*Written instruction 1:*
Can you quote the forum post about the language filter word for word, starting at "<https://gist.github.com/bpj/02de1ed87ff8f8d0c31a43b9dcac1c80>" and ending at "how it works.)"?
*Written instruction 2:*
What would come next in the forum post about the language filter, picking up after its last line?

It is now documented and uploaded:

<https://gist.github.com/bpj/02de1ed87ff8f8d0c31a43b9dcac1c80>

(Scroll down for the rendered documentation. The first code block
should suffice to understand how it works.)

It takes some initial configuration but that should be reusable by
including a separate YAML file on the command line with the actual
document.




even without docs. I've also found another filter on the list back
> in 2014 from Jesse Rosenthal that looks at Unicode ranges and wraps them in
> a latex environment, which seems like a good idea (I've done this kind of
> thing in InDesign grep styles and it works well for most normal bits of
> text).
>
> I found the lang/otherlangs documentation, but couldn't figure out from the
> manual (might just be overlooking the correct bit) how to set a div or a
> span for another language.
>
> Part of the problem is that if I set lang and otherlangs as follows:
>
>    lang: en-GB
>    otherlangs: [he, sy]
>    
> I get this:
>
> ! Package bidi Error: Oops! you have loaded package longtable after bidi
> packag
>
> e. Please load package longtable before bidi package, and then try to run
> xelat
>
> ex on your document again.

(Location identification entries)
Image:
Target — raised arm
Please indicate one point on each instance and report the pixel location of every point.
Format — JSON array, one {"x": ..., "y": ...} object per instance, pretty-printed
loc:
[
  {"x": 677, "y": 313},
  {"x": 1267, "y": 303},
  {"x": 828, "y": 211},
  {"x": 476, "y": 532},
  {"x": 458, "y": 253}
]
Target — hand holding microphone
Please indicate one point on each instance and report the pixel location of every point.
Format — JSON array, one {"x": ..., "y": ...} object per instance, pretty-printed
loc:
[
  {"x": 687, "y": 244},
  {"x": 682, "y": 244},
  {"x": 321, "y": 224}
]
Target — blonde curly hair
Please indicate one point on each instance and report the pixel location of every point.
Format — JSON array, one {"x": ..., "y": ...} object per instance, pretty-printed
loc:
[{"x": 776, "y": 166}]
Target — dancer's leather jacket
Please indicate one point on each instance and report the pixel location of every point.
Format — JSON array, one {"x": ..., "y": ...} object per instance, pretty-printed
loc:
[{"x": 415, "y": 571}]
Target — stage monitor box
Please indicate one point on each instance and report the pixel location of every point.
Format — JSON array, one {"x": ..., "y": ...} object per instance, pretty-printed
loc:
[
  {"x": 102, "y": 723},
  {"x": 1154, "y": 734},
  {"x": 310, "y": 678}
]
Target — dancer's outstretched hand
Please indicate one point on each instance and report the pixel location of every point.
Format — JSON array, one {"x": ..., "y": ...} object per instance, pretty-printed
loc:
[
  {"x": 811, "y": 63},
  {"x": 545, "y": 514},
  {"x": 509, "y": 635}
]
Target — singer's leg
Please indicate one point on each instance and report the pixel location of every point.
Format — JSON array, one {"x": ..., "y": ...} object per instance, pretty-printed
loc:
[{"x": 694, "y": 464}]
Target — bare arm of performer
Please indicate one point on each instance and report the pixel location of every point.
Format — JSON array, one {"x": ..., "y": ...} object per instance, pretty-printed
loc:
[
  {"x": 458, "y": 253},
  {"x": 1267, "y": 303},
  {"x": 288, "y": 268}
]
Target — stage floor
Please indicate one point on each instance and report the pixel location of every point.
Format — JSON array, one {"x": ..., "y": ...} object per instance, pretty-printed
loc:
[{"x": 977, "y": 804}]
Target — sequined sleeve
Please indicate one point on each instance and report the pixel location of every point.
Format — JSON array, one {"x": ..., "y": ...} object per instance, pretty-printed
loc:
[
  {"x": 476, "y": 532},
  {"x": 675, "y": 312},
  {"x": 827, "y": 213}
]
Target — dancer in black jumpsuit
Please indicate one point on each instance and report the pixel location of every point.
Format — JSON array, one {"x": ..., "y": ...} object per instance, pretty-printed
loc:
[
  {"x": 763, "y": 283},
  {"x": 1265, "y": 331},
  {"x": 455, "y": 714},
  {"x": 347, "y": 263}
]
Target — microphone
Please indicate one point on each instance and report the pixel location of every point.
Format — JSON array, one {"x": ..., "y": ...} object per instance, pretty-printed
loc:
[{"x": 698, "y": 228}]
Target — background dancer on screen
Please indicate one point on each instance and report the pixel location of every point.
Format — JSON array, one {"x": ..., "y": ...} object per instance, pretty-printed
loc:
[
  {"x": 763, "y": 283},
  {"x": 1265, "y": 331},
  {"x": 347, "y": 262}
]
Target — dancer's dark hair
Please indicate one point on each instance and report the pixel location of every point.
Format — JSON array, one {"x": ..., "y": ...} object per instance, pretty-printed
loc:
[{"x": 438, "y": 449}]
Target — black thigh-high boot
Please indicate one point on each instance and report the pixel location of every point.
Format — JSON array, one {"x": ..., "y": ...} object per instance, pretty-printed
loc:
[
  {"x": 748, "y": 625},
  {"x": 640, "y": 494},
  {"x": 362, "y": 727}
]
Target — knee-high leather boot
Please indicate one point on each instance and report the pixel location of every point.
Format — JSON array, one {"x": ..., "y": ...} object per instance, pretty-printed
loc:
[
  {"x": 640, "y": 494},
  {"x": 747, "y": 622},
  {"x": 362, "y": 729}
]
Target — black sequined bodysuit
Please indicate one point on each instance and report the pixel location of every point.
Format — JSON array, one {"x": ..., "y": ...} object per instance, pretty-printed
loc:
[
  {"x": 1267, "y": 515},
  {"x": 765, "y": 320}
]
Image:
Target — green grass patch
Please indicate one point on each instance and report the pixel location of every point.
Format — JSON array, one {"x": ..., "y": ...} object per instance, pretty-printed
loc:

*Task response 1:*
<https://gist.github.com/bpj/02de1ed87ff8f8d0c31a43b9dcac1c80>

(Scroll down for the rendered documentation. The first code block
should suffice to understand how it works.)

*Task response 2:*
>
>
> See the bidi package documentation for explanation.
>
> Type  H <return>  for immediate help.
>
>   ...
>
>                                                    
>
> l.72 \begin{document}
>
>
> pandoc: Error producing PDF
>
>
> which I guess means that some kind of strange interaction in the latex
> template is producing an undesirable latex file to feed to xelatex (maybe
> pandoc-csv2table is doing something to the produced latex?). But it kind of
> put a stop to me experimenting with the spans and divs.
>
> Best,
> Lyndon
>
> On Tuesday, June 6, 2017 at 1:08:48 PM UTC+1, BPJ wrote:
>>
>> You need to use the lang and otherlang variables as described in the
>> manual http://pandoc.org/MANUAL if I recall correctly.
>>
>> Alternatively/additionally write a latex file containing a preamble
>> fragment where you load polyglossia and any languages and fonts you need
>> with the options you need in the usual polyglossia/fontspec way and include
>> it with the -H option. You also need to mark spans/divs containing extra
>> languages with lang and dir attributes as appropriate. Use your browser's
>> page search function to find these terms in the manual.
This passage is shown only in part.